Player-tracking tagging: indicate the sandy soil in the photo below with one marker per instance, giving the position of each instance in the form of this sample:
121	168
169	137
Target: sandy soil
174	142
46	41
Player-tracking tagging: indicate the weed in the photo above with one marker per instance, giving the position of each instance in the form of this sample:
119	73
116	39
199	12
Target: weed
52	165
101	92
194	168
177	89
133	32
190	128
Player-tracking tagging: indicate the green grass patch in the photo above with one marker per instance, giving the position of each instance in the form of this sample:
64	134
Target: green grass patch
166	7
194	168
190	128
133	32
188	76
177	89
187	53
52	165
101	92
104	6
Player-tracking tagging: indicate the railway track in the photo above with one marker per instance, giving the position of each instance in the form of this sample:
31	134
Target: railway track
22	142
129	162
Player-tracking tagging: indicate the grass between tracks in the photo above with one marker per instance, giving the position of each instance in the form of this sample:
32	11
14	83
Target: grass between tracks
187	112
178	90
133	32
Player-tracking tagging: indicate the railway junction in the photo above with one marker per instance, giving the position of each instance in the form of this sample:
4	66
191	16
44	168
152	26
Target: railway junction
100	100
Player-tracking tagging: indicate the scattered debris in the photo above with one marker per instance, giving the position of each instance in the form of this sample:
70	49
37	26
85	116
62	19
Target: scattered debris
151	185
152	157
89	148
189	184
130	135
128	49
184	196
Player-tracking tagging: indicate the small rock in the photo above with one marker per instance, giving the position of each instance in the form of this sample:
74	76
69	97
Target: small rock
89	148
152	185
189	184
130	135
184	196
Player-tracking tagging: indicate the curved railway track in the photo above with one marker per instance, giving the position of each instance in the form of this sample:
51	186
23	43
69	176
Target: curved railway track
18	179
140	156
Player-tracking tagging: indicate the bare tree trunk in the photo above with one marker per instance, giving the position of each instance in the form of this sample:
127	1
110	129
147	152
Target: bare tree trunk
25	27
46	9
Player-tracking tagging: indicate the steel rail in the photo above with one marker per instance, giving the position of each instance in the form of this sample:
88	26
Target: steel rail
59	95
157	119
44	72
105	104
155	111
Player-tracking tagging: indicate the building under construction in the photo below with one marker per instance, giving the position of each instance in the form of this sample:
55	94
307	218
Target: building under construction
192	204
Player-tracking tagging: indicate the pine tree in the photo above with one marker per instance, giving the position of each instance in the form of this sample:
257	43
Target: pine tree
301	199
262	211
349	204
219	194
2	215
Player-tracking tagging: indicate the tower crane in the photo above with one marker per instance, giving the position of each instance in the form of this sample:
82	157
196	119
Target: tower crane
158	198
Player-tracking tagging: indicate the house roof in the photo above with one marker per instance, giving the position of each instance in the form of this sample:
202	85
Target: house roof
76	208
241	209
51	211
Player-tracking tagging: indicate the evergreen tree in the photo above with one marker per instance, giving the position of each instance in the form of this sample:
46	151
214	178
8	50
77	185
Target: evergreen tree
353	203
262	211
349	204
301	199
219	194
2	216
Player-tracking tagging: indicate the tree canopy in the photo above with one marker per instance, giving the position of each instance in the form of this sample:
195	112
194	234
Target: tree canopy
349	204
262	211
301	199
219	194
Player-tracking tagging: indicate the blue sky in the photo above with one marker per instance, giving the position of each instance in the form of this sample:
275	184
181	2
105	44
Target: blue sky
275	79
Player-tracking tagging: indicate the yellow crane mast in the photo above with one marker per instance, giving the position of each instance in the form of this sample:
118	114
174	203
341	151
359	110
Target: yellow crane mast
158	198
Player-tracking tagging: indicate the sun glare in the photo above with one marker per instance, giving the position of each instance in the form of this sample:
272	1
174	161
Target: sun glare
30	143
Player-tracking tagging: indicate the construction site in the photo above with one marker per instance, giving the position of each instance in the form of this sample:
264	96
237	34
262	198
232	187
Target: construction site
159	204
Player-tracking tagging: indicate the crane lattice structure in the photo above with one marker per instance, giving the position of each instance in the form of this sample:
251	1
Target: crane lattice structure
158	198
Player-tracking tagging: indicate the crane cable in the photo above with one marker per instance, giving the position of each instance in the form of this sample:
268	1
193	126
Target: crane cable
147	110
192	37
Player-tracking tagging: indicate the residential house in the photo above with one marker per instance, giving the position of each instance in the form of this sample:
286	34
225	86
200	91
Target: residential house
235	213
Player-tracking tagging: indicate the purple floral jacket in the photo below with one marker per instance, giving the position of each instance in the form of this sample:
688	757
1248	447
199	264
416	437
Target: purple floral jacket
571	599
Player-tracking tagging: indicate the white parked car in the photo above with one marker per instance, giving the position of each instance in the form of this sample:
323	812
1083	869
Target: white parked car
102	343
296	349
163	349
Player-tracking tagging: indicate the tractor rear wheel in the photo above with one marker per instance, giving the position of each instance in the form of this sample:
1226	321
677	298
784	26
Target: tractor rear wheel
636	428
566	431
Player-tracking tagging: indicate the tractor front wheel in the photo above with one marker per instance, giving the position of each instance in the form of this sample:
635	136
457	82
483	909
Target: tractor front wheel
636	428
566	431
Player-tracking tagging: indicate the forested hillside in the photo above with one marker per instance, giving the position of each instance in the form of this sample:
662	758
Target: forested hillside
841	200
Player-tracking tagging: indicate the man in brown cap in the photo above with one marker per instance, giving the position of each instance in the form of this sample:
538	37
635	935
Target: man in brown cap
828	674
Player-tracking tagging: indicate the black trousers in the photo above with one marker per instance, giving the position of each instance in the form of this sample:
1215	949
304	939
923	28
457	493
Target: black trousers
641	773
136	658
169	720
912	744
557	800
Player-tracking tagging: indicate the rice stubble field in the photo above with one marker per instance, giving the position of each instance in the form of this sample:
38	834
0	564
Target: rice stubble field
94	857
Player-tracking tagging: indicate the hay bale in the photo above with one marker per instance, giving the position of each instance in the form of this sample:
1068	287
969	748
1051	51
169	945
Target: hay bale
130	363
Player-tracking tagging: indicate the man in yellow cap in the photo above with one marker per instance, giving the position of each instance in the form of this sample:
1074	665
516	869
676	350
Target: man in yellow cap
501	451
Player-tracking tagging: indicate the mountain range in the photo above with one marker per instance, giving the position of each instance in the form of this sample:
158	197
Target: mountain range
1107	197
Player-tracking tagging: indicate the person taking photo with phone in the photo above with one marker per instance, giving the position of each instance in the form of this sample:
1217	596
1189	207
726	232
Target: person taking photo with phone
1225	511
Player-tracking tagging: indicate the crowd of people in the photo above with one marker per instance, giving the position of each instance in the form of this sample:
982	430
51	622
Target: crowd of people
----------------
Task
Reproduce the material above without altering a single character.

Output of the exercise
Player-tracking tagging: indicate the sandy soil in the photo below with one marker per instance, giving the position of each instance in the form of this sample:
121	168
169	137
Target: sandy soil
174	142
46	41
Player-tracking tagging: indicate the weed in the photo above with one marker per instance, giving the position of each instance in the form of this sample:
119	73
116	39
199	12
Target: weed
52	165
101	92
194	168
177	89
133	32
190	128
Player-tracking tagging: indicate the green grass patch in the photo above with one marker per instance, giving the position of each instance in the form of this sample:
64	134
Target: green grass patch
166	7
194	168
190	128
133	32
188	76
177	89
187	53
52	165
101	92
104	6
Player-tracking tagging: indicate the railway track in the photo above with one marker per instance, giving the position of each instance in the form of this sample:
31	134
Target: railway track
22	142
129	162
Player-tracking tagging: indicate the grass between tracks in the photo above with one marker per instance, giving the position of each instance in the form of this sample:
32	11
14	83
Target: grass between tracks
187	112
178	90
133	32
Player-tracking tagging: indicate the railway junction in the photo above with one marker per instance, giving the position of each instance in the form of this sample:
4	66
191	16
44	168
152	26
Target: railway junction
100	100
Player-tracking tagging: indicate the scattered debris in the photo above with one marker per instance, giving the position of each instance in the form of this sample:
70	49
37	26
85	116
62	19
Target: scattered debris
151	185
152	157
89	148
189	184
130	135
128	49
184	196
Player-tracking tagging: indicate the small rock in the photo above with one marker per instance, giving the position of each instance in the form of this sample:
74	76
69	97
Target: small rock
89	148
152	185
189	184
130	135
184	196
Player-tracking tagging: indicate the curved railway track in the photo above with one marker per instance, giving the position of each instance in the form of this sample:
51	186
23	43
69	176
Target: curved railway track
18	179
140	156
Player-tracking tagging: indicate the bare tree trunk in the photo above with one marker per instance, giving the position of each instance in the form of this sample:
127	1
110	129
147	152
Target: bare tree trunk
25	27
46	9
Player-tracking tagging: indicate the steel rail in the photo above with one marker per instance, giving the position of each instance in the form of this sample:
88	26
Target: steel rail
59	95
157	119
44	72
105	104
155	111
Player-tracking tagging: indicate the building under construction in the photo below with one marker per instance, giving the position of each instance in the form of this sample:
55	94
307	218
Target: building under construction
192	204
Player-tracking tagging: indicate the pine tree in the photo above with one marker per instance, giving the position of each instance in the form of this sample:
257	43
Target: pine tree
301	199
262	211
349	204
219	194
2	215
Player-tracking tagging: indicate the tower crane in the photo above with one marker per instance, giving the position of each instance in the form of this sample:
82	157
196	119
Target: tower crane
158	198
Player-tracking tagging: indicate the house roof in the photo above with one marker per instance, giving the position of each instance in the form of this sample:
202	85
Target: house roof
76	208
241	209
51	211
Player-tracking tagging: indicate the evergreen tree in the photo above with one marker per instance, giving the position of each instance in the form of this sample:
46	151
214	178
8	50
77	185
Target: evergreen tree
353	203
262	211
349	204
301	199
219	194
2	216
Player-tracking tagging: indicate the tree canopy in the photo above with one marker per instance, giving the position of each instance in the form of this sample:
195	112
194	234
Target: tree canopy
349	204
262	211
301	199
219	194
Player-tracking tagging: indicate the blue sky in the photo above with one marker per instance, giving the position of each instance in the form of this sample:
275	184
181	2
105	44
Target: blue sky
275	79
Player-tracking tagging: indicate the yellow crane mast in the photo above with one marker per instance, giving the position of each instance in the form of this sample:
118	114
174	203
341	151
359	110
Target: yellow crane mast
158	198
Player-tracking tagging: indicate the sun glare in the photo above with one marker per instance, giving the position of each instance in the form of this sample:
272	1
174	161
Target: sun glare
30	143
Player-tracking tagging: indicate the construction site in the photo above with one marker per instance, giving the position of each instance in the form of this sample:
264	96
237	34
262	198
232	187
Target: construction site
159	204
Player-tracking tagging: indicate the crane lattice structure in the photo above with one marker per instance, giving the position of each instance in the form of this sample:
251	1
Target: crane lattice structure
158	198
Player-tracking tagging: indicate the crane cable in the photo above with one marker per instance, giving the position of each instance in the form of this sample:
268	1
193	126
Target: crane cable
147	110
192	37
Player-tracking tagging: indicate the residential house in the photo above with one marker per instance, giving the position of each instance in the form of this sample:
286	34
225	86
200	91
Target: residential house
235	213
Player-tracking tagging: indicate the purple floral jacket in the photo below with one marker per instance, giving the position of each instance in the form of this sample:
688	757
1248	447
199	264
416	437
Target: purple floral jacket
571	599
Player-tracking tagging: indicate the white parked car in the photo above with one marker per instance, giving the position of each instance in the form of this sample:
323	812
1083	869
Target: white parked car
102	343
296	349
163	349
Player-tracking tagging: indicate the tractor rear wheel in the photo above with one marker per instance, giving the position of each instance in the form of this sample:
1226	321
677	298
784	26
Target: tractor rear wheel
636	428
566	431
Player-tracking tagging: indicate the tractor front wheel in the photo above with one marker per instance, giving the position of each instance in the form of this sample:
635	136
457	82
483	909
Target: tractor front wheel
636	428
566	431
Player-tracking tagging: indicate the forested hillside in the photo above with one marker per instance, giving the position of each instance in the form of this sample:
662	758
Target: forested hillside
841	200
Player-tracking tagging: indicate the man in brown cap in the photo above with one marker per instance, giving the position of each instance in the form of this sample:
538	37
635	935
Target: man in brown cap
828	674
Player-tracking tagging: indicate the black trousers in the photo above with one marker per instance, giving the position of each instance in the form of this sample:
1215	949
304	939
923	28
457	493
Target: black trousers
641	773
136	658
169	720
912	744
557	800
Player-tracking tagging: indicate the rice stubble field in the photo above with one marker per instance, giving the position of each instance in the form of this sample:
38	834
0	564
Target: rice stubble field
94	857
Player-tracking tagging: indicate the hay bale in the photo above with one marker per instance, giving the position of each instance in the form of this sample:
1068	287
969	748
1051	51
169	945
Target: hay bale
130	363
Player-tracking tagging: indicate the man in yellow cap in the photo above with one marker per instance, giving the position of each instance in the form of this sample:
1074	665
516	869
676	350
Target: man in yellow cap
501	451
Player-tracking tagging: indicate the mountain range in the photo above with one marker per instance, giving the position of each instance in the form of this sample:
158	197
Target: mountain range
1107	197
Player-tracking tagging: indicate the person taking photo with phone in the photo above with one marker per instance, giving the position of each instance in the form of this sample:
1217	596
1189	207
726	232
Target: person taking photo with phone
1225	511
Player-tracking tagging: indicate the crowd of people in the photo above with one marker per instance, giving the position of each instance in the form of this sample:
982	430
51	622
Target: crowd of people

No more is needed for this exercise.